>> Begin GIVEN INFORMATION
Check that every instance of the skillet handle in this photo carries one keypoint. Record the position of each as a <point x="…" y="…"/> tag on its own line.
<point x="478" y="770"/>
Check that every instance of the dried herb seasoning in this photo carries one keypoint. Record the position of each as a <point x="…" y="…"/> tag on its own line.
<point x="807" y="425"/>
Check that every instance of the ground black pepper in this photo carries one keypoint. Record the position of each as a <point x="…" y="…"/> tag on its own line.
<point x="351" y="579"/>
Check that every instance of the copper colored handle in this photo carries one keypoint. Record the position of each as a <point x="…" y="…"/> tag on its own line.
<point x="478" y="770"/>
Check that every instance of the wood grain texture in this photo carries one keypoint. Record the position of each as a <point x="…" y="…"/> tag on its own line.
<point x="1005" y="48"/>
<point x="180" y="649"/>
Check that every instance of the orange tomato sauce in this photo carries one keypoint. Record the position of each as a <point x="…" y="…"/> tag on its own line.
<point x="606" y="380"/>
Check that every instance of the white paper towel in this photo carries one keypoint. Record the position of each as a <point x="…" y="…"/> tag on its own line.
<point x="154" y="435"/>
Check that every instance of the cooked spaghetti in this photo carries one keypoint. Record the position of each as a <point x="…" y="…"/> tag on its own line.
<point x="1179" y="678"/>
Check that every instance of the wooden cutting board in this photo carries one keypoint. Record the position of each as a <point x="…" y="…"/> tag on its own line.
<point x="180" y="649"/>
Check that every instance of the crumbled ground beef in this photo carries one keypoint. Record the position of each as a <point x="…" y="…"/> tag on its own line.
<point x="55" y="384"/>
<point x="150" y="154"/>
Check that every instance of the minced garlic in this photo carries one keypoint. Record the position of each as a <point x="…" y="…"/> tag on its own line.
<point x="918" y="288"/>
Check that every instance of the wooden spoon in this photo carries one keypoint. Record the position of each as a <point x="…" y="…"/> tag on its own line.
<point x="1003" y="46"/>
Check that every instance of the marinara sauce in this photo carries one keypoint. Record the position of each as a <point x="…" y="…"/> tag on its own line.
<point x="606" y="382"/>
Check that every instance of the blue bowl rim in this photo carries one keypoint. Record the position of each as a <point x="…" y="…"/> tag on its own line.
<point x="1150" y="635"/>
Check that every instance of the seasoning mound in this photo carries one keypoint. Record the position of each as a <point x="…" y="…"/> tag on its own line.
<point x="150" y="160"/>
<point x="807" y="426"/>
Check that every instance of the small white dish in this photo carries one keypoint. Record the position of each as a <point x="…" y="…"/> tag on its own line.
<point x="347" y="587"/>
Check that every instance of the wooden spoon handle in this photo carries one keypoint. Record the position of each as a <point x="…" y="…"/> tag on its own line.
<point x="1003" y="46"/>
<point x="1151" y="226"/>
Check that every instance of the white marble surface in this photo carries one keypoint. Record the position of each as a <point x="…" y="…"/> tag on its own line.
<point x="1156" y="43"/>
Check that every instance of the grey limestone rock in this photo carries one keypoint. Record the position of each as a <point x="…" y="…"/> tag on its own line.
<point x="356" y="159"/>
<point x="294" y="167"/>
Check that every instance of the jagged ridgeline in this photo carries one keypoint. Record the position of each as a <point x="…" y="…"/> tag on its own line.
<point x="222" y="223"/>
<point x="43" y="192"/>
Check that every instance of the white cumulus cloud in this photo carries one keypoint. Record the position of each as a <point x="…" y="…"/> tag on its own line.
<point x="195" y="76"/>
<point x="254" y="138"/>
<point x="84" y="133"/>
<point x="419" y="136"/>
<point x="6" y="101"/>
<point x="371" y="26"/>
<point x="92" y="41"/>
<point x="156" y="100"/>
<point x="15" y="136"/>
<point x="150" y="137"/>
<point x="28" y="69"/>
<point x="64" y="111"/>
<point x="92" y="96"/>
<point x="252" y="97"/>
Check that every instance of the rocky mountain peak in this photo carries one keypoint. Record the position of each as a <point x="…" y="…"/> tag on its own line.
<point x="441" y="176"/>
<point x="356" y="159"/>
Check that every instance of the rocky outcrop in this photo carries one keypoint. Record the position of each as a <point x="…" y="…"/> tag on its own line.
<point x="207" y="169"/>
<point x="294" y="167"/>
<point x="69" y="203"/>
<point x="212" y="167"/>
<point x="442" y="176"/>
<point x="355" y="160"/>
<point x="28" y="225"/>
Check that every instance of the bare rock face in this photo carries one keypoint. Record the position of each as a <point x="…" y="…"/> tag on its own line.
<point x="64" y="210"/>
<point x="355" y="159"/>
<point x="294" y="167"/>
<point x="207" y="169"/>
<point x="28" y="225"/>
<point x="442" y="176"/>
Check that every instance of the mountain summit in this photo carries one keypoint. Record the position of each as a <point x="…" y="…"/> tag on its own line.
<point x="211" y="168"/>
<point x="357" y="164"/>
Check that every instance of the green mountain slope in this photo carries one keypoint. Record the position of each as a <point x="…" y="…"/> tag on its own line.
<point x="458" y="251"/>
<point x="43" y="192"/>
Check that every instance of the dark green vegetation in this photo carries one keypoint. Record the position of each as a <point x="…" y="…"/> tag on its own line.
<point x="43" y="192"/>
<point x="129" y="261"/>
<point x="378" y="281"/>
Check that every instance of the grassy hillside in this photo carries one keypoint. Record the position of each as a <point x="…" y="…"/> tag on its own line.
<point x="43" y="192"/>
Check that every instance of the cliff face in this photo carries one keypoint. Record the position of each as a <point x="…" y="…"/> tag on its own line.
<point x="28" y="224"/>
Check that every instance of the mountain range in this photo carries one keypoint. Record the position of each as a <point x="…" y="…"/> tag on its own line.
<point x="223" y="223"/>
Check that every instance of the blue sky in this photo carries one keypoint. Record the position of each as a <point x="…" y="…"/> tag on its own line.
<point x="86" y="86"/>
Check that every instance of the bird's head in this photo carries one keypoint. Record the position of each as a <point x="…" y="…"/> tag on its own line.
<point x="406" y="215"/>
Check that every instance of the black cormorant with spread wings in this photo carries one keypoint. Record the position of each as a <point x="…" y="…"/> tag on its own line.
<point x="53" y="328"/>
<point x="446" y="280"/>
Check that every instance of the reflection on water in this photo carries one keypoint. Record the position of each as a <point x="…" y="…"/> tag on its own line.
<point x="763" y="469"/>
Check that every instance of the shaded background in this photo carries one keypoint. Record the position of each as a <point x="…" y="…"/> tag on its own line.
>> End GIVEN INFORMATION
• _TO BE DONE_
Your output consists solely of the lines from the one with "Check that every instance of the green" through the last line, copied exactly.

• _RESPONSE BELOW_
Check that every instance of the green mountain slope in this photo carries one keypoint. Record the position of each as a <point x="…" y="…"/> tag on its own line.
<point x="458" y="251"/>
<point x="43" y="192"/>
Check that every instance of the dark green vegetation in this photo carries one keypoint. Record the position of each as a <point x="…" y="…"/> tag on its own line.
<point x="43" y="192"/>
<point x="129" y="261"/>
<point x="378" y="281"/>
Check that every instance of the grassy hillside in this photo carries one keypoint. Record the position of each as a <point x="…" y="…"/> tag on its own line.
<point x="43" y="192"/>
Check that every instance of the cliff face in this photo carries one keypoint. Record the position of each as a <point x="…" y="…"/> tag on its own line.
<point x="28" y="224"/>
Check that every instance of the mountain range in this photo carries one keypoint. Record the position of each as a <point x="…" y="…"/> tag on its own line.
<point x="223" y="223"/>
Check that every instance of the blue sky in this photo carries one keypoint. Record the position of each as a <point x="…" y="…"/> tag on its own line.
<point x="86" y="86"/>
Check that every instance of the bird's head in this photo carries one keypoint. Record the position of each as a <point x="…" y="…"/> tag on its own line.
<point x="406" y="215"/>
Check that every instance of the black cormorant with spread wings in this photo carries one keypoint. Record the position of each as a <point x="…" y="…"/> tag on its own line.
<point x="53" y="328"/>
<point x="446" y="280"/>
Check that every instance of the reflection on water in this photo carries one keypoint. Record the position of each as a <point x="…" y="…"/> tag on its own line.
<point x="763" y="469"/>
Check that every instance of the shaded background in this photo carries one keypoint. Record the position of each as a <point x="…" y="…"/> tag on its own line.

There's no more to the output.